Copy out the entries exactly, from the first line to the last.

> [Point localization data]

※ ※ ※

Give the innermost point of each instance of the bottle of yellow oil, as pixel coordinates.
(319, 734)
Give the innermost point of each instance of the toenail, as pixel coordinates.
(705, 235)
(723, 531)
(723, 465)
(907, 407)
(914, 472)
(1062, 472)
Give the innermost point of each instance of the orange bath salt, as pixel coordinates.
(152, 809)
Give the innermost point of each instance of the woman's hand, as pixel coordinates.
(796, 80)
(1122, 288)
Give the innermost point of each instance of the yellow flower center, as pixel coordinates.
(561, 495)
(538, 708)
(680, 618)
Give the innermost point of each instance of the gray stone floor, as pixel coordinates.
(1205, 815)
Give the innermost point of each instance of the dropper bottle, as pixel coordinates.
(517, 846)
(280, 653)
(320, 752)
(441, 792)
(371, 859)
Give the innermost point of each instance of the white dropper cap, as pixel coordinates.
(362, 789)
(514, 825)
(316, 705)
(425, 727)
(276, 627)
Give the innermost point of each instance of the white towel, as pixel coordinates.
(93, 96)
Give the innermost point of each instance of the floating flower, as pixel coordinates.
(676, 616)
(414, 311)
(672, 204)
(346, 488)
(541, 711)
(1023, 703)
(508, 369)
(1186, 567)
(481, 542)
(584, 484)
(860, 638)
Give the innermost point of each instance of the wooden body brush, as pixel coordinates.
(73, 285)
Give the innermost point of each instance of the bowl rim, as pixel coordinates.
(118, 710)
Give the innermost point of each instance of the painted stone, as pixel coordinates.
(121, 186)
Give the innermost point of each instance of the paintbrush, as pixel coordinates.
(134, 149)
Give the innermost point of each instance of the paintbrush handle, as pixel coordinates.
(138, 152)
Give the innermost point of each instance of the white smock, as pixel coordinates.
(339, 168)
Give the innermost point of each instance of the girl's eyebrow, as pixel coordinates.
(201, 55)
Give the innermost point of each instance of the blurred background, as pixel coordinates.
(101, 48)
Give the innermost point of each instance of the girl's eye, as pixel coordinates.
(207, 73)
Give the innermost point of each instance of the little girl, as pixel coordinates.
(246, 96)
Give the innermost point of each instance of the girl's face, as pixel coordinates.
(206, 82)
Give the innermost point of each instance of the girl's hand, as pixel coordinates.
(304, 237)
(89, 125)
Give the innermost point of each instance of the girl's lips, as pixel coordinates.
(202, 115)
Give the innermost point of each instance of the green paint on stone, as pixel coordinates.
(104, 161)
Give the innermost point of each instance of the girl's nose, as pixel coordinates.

※ ※ ※

> [Exercise output]
Give the innermost point of each instance of the bottle of yellow oil, as pixel coordinates.
(319, 734)
Give the innermost point of each instance of the toenail, as pixel coordinates.
(705, 235)
(723, 531)
(723, 465)
(907, 407)
(914, 472)
(1062, 472)
Give the innermost point of each instance of the orange bath salt, as pixel coordinates.
(152, 809)
Give the innermost point of each instance of the woman's hand, as pixel coordinates.
(796, 80)
(1122, 288)
Give the innermost point of each instance of the yellow flower center, as pixel coordinates.
(561, 495)
(538, 708)
(680, 618)
Give the innermost point of each instance of the gray stone floor, as pixel coordinates.
(1205, 815)
Give the innermost point of each instance of the dropper bottle, as pixel coordinates.
(517, 846)
(280, 653)
(320, 752)
(441, 792)
(371, 859)
Give the innermost point of each instance of the white dropper cap, as pixel coordinates.
(362, 789)
(514, 825)
(316, 705)
(425, 727)
(276, 627)
Give the innermost point of each instance of the white towel, as pixel coordinates.
(93, 96)
Give the innermost point of each instance of the floating flower, as pixel coordinates.
(676, 616)
(414, 311)
(672, 204)
(346, 488)
(541, 711)
(1023, 703)
(508, 369)
(1186, 567)
(481, 542)
(584, 484)
(860, 638)
Give the innermost point of each instance of the wooden body brush, as pixel coordinates.
(73, 285)
Give the innermost point of each instance of the bowl rim, as pixel coordinates.
(118, 710)
Give the innermost point of each instance of the painted stone, as pixel coordinates.
(121, 186)
Give the innermost point of each instance of the paintbrush, as pixel coordinates.
(134, 149)
Give the innermost point of each instance of the paintbrush handle, as pixel coordinates.
(138, 152)
Give the innermost point of each instance of the white smock, as pixel coordinates.
(339, 168)
Give the innermost point of each instance of the girl's eyebrow, as pixel coordinates.
(201, 55)
Give the innermost point of each instance of the blurred background, as pixel coordinates.
(101, 48)
Give the innermost point of each instance of the girl's eye, as pixel coordinates.
(207, 73)
Give the innermost point of each instance of the little girl, as pixel coordinates.
(246, 96)
Give the innermost point of each instance of the girl's face, as pixel coordinates.
(206, 82)
Give the innermost point of each instance of the girl's hand, as pixel coordinates.
(304, 237)
(89, 125)
Give the innermost point of each instance of the girl's lips, as pixel coordinates.
(202, 115)
Give the innermost point of each instance of the green paint on stone, as pixel coordinates.
(104, 161)
Give the innermost point of each instance of the girl's nose, as pixel coordinates.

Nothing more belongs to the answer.